**ACTIVITY**
If a line in the data below holds the word "green", copy it.

***** DATA FOR ANALYSIS

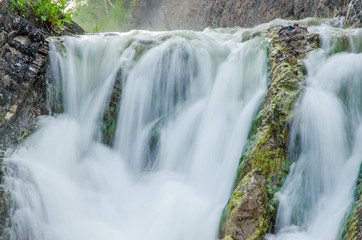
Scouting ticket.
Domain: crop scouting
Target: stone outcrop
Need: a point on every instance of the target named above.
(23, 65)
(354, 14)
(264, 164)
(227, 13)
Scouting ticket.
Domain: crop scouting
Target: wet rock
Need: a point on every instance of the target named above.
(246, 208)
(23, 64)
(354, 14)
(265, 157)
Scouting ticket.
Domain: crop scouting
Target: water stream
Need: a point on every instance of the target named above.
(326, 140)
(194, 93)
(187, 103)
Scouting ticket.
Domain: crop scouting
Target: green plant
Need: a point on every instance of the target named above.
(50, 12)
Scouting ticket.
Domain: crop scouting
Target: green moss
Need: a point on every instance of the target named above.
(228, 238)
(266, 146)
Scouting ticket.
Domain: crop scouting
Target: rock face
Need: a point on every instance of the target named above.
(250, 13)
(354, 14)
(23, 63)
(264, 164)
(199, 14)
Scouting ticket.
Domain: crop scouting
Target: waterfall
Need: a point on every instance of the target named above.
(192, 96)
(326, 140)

**********
***** DATA FOR ANALYSIS

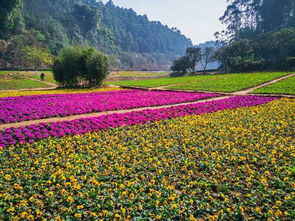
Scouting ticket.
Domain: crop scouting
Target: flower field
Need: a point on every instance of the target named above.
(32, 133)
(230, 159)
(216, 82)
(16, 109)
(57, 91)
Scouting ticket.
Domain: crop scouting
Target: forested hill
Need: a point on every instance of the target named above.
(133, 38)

**********
***** DATA FOR ANALYSIS

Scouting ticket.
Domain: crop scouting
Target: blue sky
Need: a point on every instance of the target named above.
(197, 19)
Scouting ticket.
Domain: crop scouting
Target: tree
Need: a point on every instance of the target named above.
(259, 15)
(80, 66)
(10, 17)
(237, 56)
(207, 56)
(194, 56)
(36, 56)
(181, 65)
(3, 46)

**********

**WRITTEN SOLUTION**
Target: green plant
Target: green moss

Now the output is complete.